| PASSAGE |
= = =
Originally built for Bill Gates, with many design decisions made by Melinda French Gates, the yacht was sold without the Gates family ever stepping onboard. It was purchased by Canadian waste management billionaire Patrick Dovigi.

Breakthrough has 14 balconies, seven unfolding platforms for direct sea access, an 8.2 m infinity pool with contraflow, and an underwater viewing lounge. Her interior was designed by Redman Whiteley Dixon and includes a central atrium with a staircase around the elevator and a townhouse-style layout requested by the owner during construction, giving a villa-like feel within a superyacht scale. Naval architecture was by De Voogt Naval Architects. The yacht has a range of about 6500 nmi and a maximum speed around 17 kn under hybrid propulsion. Classification is with Lloyd's Register, and gross tonnage is 7,247 GT.
= = =
| RECORDED INFORMATION |
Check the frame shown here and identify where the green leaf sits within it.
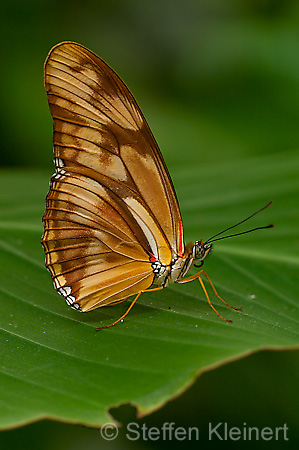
[0,152,299,428]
= = =
| JOBS |
• A. According to the passage about the yacht Breakthrough, which firm designed her interior?
• B. Quote the passage about the yacht Breakthrough word for word, beginning at the words "Originally built for" and stopping after "billionaire Patrick Dovigi.".
Answer from the passage about the yacht Breakthrough alone, without relying on the material.

| TASK-BY-TASK OUTPUTS |
• A. Redman Whiteley Dixon

• B.
Originally built for Bill Gates, with many design decisions made by Melinda French Gates, the yacht was sold without the Gates family ever stepping onboard. It was purchased by Canadian waste management billionaire Patrick Dovigi.